-- Start Data section --
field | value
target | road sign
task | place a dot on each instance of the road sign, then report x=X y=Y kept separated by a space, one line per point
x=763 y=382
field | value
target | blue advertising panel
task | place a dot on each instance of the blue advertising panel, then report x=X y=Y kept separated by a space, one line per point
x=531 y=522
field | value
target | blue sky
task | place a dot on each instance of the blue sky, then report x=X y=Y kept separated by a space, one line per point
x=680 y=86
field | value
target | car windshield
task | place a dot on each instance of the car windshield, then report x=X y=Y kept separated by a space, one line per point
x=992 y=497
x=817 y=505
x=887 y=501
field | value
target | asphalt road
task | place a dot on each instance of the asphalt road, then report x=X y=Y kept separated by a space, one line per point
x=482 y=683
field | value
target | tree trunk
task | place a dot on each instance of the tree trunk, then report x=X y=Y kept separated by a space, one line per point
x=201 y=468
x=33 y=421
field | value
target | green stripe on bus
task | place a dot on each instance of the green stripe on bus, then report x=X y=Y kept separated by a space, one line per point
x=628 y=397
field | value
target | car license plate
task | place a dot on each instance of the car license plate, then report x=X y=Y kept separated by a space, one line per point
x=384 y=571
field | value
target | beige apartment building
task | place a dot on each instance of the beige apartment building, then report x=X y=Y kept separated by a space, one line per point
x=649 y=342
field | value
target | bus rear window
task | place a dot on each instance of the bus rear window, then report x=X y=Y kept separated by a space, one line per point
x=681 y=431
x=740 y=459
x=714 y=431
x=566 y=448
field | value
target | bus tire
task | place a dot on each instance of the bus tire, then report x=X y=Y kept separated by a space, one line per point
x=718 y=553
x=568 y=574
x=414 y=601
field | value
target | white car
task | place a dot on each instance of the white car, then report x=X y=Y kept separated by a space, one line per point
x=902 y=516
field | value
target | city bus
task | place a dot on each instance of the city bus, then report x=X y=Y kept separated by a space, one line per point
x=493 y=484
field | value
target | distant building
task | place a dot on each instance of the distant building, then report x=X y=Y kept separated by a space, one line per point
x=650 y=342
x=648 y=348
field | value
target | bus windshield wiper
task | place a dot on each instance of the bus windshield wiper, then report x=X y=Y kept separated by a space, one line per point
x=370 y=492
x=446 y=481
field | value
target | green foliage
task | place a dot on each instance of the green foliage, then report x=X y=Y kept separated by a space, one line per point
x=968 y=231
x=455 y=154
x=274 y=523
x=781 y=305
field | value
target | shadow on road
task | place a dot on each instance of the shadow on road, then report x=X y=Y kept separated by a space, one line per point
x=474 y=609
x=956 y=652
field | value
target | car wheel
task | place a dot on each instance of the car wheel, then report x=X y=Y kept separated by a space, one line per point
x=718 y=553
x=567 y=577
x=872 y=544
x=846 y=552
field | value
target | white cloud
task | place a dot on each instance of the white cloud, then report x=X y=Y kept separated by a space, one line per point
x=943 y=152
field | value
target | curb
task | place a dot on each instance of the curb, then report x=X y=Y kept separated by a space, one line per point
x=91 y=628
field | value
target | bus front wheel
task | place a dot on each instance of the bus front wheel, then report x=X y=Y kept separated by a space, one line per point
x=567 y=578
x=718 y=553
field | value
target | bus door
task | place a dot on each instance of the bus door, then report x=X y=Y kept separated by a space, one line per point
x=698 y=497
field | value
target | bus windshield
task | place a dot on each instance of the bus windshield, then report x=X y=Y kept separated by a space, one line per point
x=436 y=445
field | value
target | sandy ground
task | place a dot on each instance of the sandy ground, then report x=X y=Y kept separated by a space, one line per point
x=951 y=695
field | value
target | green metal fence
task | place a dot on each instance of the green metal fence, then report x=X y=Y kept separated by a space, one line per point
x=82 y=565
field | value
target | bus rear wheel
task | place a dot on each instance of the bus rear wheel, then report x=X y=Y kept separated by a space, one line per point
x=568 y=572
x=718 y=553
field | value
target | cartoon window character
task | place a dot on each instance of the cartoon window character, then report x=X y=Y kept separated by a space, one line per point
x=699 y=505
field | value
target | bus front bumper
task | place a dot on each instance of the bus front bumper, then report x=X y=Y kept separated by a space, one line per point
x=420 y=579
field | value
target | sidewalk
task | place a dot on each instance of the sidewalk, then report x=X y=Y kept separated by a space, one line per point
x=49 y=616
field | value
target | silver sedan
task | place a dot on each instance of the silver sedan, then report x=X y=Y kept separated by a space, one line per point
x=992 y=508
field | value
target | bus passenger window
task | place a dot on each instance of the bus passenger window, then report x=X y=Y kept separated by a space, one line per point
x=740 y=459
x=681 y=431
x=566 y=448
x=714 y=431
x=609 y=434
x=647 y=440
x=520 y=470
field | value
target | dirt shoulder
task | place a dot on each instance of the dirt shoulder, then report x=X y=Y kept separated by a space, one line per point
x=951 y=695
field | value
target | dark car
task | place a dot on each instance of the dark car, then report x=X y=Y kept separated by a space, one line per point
-- End Data section --
### What you will do
Reproduce the full listing word for word.

### Solved exercise
field | value
target | road sign
task | place a dot on each instance of the road sign, then report x=X y=Y kept separated by a space, one line per point
x=763 y=382
field | value
target | blue advertising panel
task | place a dot on each instance of the blue advertising panel, then report x=X y=Y kept separated by a space, one line per point
x=531 y=522
field | value
target | blue sky
task | place a dot on each instance of the blue sky, then report x=X y=Y kept separated by a space, one line per point
x=680 y=86
field | value
target | car windshield
task | place a dot on each instance of the car windshield, then report x=X y=Y kept separated by a space, one line per point
x=992 y=497
x=817 y=505
x=887 y=501
field | value
target | asphalt road
task | place a dot on each instance of the asphalt road, then report x=X y=Y kept separated by a space, one line per point
x=482 y=683
field | value
target | tree trunk
task | place a dot on each instance of the tree trunk, then report x=X y=Y kept separated by a space, one line per point
x=201 y=468
x=33 y=421
field | value
target | green stripe on bus
task | place a dot on each instance of the green stripe on bus, then report x=X y=Y kept separated by a space, one line per point
x=628 y=397
field | value
target | car license plate
task | place a dot on each instance of the car license plate, then report x=X y=Y kept separated by a space, one line per point
x=384 y=571
field | value
target | beige apartment building
task | place a dot on each instance of the beige apartment building, then report x=X y=Y kept separated by a space, one line per point
x=649 y=342
field | value
target | bus rear window
task | place a dot on each instance of the bus rear window, then report x=X y=Y kept separated by a space, one line per point
x=681 y=431
x=740 y=459
x=714 y=431
x=566 y=448
field | value
target | bus tire
task | place a dot on each instance of the bus tire, then report x=X y=Y kept separated by a space, one line per point
x=718 y=553
x=568 y=574
x=414 y=601
field | value
target | white car
task | place a dot on each instance of the white car, then report x=X y=Y kept separated by a space, one line per point
x=902 y=516
field | value
target | city bus
task | place a dot on each instance of the city bus, then report x=X y=Y kept separated by a space, one line per point
x=493 y=484
field | value
target | distant building
task | place a dot on each instance of the distant building, then report x=X y=Y kept separated by a space, one line per point
x=650 y=342
x=648 y=348
field | value
target | bus windshield wiper
task | place a dot on each instance of the bus windshield wiper, then report x=X y=Y kept separated by a space, one line per point
x=370 y=492
x=446 y=481
field | value
target | green foliage
task | place a dot on each instance of the green foliage, then report x=X y=Y kept separated by a space, one line per point
x=968 y=231
x=455 y=154
x=274 y=523
x=781 y=305
field | value
target | shadow on road
task | place a dot on each instance of the shadow on road, then report x=X y=Y kept separated by a space, one line per point
x=474 y=609
x=956 y=652
field | value
target | car wheel
task | place a dot on each instance of the car wheel, then report x=X y=Y kept separated by a space, one line per point
x=718 y=553
x=567 y=577
x=872 y=544
x=846 y=552
field | value
target | white cloud
task | place a dot on each instance of the white cloud, then report x=X y=Y kept separated by a space, one line per point
x=943 y=152
field | value
target | curb
task | place a dot on each instance of the curb, then report x=X y=Y kept separated by a space, one line per point
x=91 y=628
field | value
target | bus front wheel
task | place a dot on each instance of the bus front wheel, then report x=X y=Y kept separated by a space, one line per point
x=567 y=578
x=718 y=553
field | value
target | bus door
task | place a dot on each instance of the bus door, then report x=X y=Y kept separated by a space, one line per point
x=698 y=497
field | value
target | bus windshield
task | place a dot on each instance of the bus windshield, then report x=X y=Y kept separated by a space, one line per point
x=436 y=445
field | value
target | sandy ground
task | place a dot on each instance of the sandy ground, then report x=X y=Y kept separated by a space, one line per point
x=951 y=695
field | value
target | green metal fence
task | place a dot on each instance of the green metal fence, then report x=X y=Y kept separated by a space, one line per point
x=82 y=565
field | value
target | bus rear wheel
task | place a dot on each instance of the bus rear wheel, then report x=X y=Y kept separated by a space, one line per point
x=568 y=572
x=718 y=553
field | value
target | cartoon window character
task | place a dot on each instance of the cartoon window character, then report x=X y=Y kept separated by a space, one line per point
x=699 y=505
field | value
target | bus front bumper
task | place a dot on each instance of the bus front bumper, then report x=X y=Y kept separated by a space, one line per point
x=420 y=579
field | value
target | sidewalk
task | place a dot on each instance of the sidewalk, then report x=X y=Y kept separated by a space, one line per point
x=49 y=616
field | value
target | silver sedan
task | place a dot on each instance of the silver sedan, then report x=X y=Y kept separated by a space, one line per point
x=992 y=508
field | value
target | bus passenger window
task | place a dot on each instance of the bus passenger window, then report x=X y=Y kept separated by a space, one line per point
x=740 y=459
x=681 y=431
x=566 y=448
x=714 y=431
x=609 y=434
x=647 y=440
x=520 y=470
field | value
target | dirt shoulder
task | place a dot on each instance of the dirt shoulder, then report x=X y=Y kept separated by a space, one line per point
x=951 y=695
field | value
target | dark car
task | place a dot on each instance of the dark car, then report x=X y=Y kept separated by a space, one line per point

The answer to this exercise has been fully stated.